====== Extracted entries ======

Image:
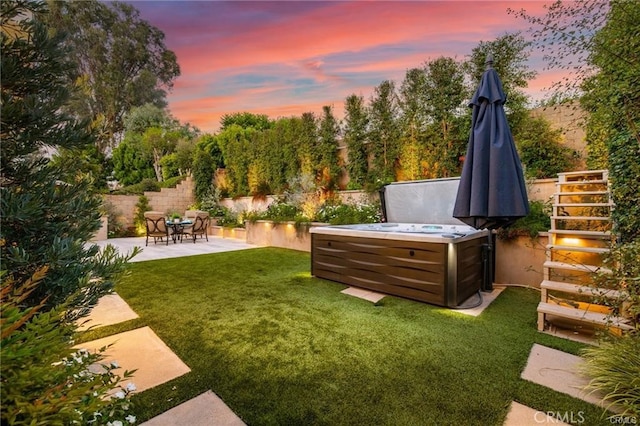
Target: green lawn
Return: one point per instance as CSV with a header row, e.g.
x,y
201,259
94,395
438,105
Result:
x,y
283,348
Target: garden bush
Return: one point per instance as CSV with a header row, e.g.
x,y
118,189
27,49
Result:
x,y
538,220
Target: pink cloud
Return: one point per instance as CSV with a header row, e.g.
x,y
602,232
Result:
x,y
314,53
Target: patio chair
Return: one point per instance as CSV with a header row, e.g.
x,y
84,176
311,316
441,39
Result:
x,y
200,226
156,224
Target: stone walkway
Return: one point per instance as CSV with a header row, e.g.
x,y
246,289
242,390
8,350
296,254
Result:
x,y
141,349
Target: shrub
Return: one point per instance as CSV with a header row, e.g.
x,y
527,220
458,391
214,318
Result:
x,y
344,214
231,219
538,220
624,275
138,219
278,211
59,385
614,369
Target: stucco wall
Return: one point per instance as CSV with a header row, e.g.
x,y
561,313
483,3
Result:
x,y
167,200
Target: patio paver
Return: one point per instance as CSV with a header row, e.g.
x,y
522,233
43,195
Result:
x,y
111,309
361,293
180,249
559,371
206,409
143,350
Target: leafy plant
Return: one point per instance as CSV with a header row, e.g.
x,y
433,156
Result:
x,y
614,368
231,219
538,220
623,275
138,219
344,214
45,380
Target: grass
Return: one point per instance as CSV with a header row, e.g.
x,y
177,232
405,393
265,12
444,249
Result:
x,y
283,348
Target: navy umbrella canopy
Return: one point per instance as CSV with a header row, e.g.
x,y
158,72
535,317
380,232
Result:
x,y
492,192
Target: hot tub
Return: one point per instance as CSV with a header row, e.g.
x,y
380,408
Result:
x,y
440,264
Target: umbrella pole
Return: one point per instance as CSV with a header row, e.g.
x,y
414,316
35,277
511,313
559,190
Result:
x,y
487,261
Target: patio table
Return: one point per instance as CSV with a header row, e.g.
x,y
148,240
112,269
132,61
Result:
x,y
178,227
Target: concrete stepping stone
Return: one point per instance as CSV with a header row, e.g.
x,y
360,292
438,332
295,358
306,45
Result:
x,y
143,350
559,371
361,293
206,409
521,415
111,309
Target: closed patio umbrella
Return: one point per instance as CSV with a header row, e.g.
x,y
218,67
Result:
x,y
492,192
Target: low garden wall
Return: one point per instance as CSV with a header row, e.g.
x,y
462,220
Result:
x,y
168,199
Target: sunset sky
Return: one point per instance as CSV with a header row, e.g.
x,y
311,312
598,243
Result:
x,y
283,58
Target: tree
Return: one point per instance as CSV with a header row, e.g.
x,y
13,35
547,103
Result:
x,y
49,276
121,62
445,93
326,152
384,132
510,54
131,163
159,143
140,118
413,121
245,120
45,221
355,137
234,142
598,43
541,151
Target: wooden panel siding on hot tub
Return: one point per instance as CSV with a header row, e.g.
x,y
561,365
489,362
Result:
x,y
436,264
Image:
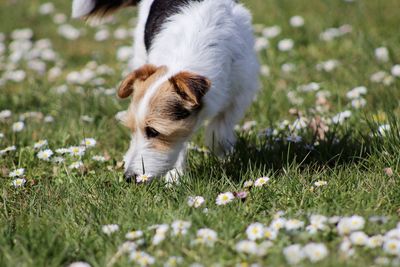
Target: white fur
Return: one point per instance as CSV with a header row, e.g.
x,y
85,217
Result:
x,y
210,38
81,8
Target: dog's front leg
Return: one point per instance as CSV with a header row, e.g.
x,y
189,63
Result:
x,y
172,177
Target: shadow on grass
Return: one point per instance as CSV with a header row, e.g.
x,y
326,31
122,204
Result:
x,y
266,153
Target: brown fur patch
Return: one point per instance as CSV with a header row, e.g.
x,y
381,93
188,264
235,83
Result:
x,y
172,110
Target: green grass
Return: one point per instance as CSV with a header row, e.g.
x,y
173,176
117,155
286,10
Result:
x,y
56,218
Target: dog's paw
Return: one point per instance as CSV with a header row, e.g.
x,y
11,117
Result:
x,y
172,177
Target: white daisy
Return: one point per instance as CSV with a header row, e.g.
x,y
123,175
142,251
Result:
x,y
134,235
375,241
76,151
89,142
40,144
315,251
173,261
396,70
196,201
18,126
297,21
320,183
224,198
108,229
293,224
278,224
246,246
99,158
285,45
76,165
17,173
144,178
45,154
261,181
255,231
180,227
358,238
79,264
18,182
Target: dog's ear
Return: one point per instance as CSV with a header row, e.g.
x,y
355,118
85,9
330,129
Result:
x,y
141,74
191,87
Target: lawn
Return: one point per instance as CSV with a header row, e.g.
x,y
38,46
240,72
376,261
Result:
x,y
324,132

======

- _About this task_: A verbatim copy of the data, with all pictures omitted, is the required output.

- _Exercise output_:
Image:
Target: green lawn
Return: one point per instance as CSV with a header row, e.g.
x,y
201,259
94,395
438,105
Result:
x,y
283,348
Target: garden bush
Return: one point per instance as CSV with a header row, e.g.
x,y
118,189
27,49
Result:
x,y
538,220
Target: pink cloud
Return: one point per instance as CSV with a header row, e.g.
x,y
602,232
Result:
x,y
314,53
Target: patio chair
Return: one point per instance as CSV with a header row, e.g.
x,y
84,176
311,316
441,39
Result:
x,y
200,226
156,224
Target: stone walkway
Return: one point per instance as CSV with a header row, e.g.
x,y
246,289
242,390
8,350
296,254
Result:
x,y
141,349
Target: shrub
Return: one point per instance as CSV with a header row, e.g.
x,y
527,220
458,391
214,318
Result:
x,y
344,214
231,219
538,220
624,275
138,219
278,211
59,385
614,369
Target: stucco wall
Return: one point per instance as CSV with a header row, e.g.
x,y
561,313
483,3
Result:
x,y
167,200
Target: patio paver
Return: one point per instance as CSV with a header row, e.g.
x,y
522,233
43,195
Result:
x,y
111,309
361,293
180,249
559,371
206,409
143,350
Target: leafy plant
Return: one point per instance as CSV with a header row, e.g.
x,y
433,156
Result:
x,y
614,368
231,219
538,220
623,275
138,219
344,214
45,380
Target: grass
Return: one point per instance as CSV with a header row, e.g.
x,y
177,232
405,393
265,12
444,249
Result:
x,y
283,348
Target: navy umbrella canopy
Return: one point per instance as CSV with a header row, e.g.
x,y
158,72
535,317
380,232
Result:
x,y
492,192
Target: hot tub
Return: one point per instance as CSV with a header row, e.g.
x,y
380,408
Result:
x,y
440,264
Target: umbrella pole
Return: one point per instance as CSV with a header row, e.g.
x,y
414,316
35,277
511,313
559,190
Result:
x,y
487,261
Target: patio table
Return: one point per instance as CSV with a header row, e.g.
x,y
148,240
112,269
132,61
Result:
x,y
178,227
Target: concrete stepping stone
Return: one point per instance as CSV with a header row, e.g.
x,y
360,292
438,332
295,358
306,45
Result:
x,y
143,350
559,371
361,293
206,409
521,415
111,309
Target: closed patio umbrella
Return: one point per instance as CSV with a header row, e.g.
x,y
218,67
Result:
x,y
492,192
Target: low garden wall
Return: one point per instance as CSV with a header row, e.g.
x,y
462,220
Result:
x,y
168,199
Target: sunset sky
Return: one point per instance as CSV with a header row, e.g.
x,y
311,312
598,243
Result:
x,y
283,58
Target: tree
Return: one point per instance as CSV with a header row, e.g.
x,y
13,35
547,103
Result:
x,y
49,276
121,62
445,93
326,152
384,132
510,54
131,163
159,143
140,118
413,121
245,120
45,221
355,137
234,142
598,43
541,151
Target: wooden panel siding on hot tub
Return: one point per instance as CSV with a header row, e.g.
x,y
561,365
489,362
Result:
x,y
436,264
Image:
Target: white fur
Return: one point per instance as CSV with a header row, e.g.
x,y
85,217
Result:
x,y
210,38
81,8
Target: dog's front leg
Return: one point per instance as CSV with a header row, e.g.
x,y
189,63
Result:
x,y
172,177
Target: shadow on grass
Return: one point per instance as CSV with a header row, e.g.
x,y
326,31
122,204
Result:
x,y
266,153
Target: brown fur patch
Return: one point per instance as CSV with a header row, e.g.
x,y
381,93
188,264
235,83
Result:
x,y
172,110
Target: green grass
Return: one point per instance as CSV with a header row, e.g.
x,y
173,176
117,155
286,10
Result:
x,y
56,218
Target: dog's paw
Return: one point per instance as CSV with a header row, e.g.
x,y
11,117
Result:
x,y
172,177
Target: white daisy
Return: one point per instance as CSV with a header row, e.g.
x,y
123,175
142,251
Result:
x,y
134,235
375,241
76,151
89,142
40,144
315,251
173,261
396,70
196,201
18,126
297,21
320,183
224,198
108,229
293,224
278,224
246,246
99,158
285,45
76,165
17,173
144,178
45,154
261,181
255,231
180,227
358,238
79,264
18,182
Target: dog's ear
Return: one point per instance as CSV with a header row, e.g.
x,y
355,118
85,9
330,129
Result:
x,y
141,74
191,87
Target: lawn
Return: one point per instance as CSV with a header row, e.g.
x,y
38,46
240,72
376,261
Result:
x,y
324,132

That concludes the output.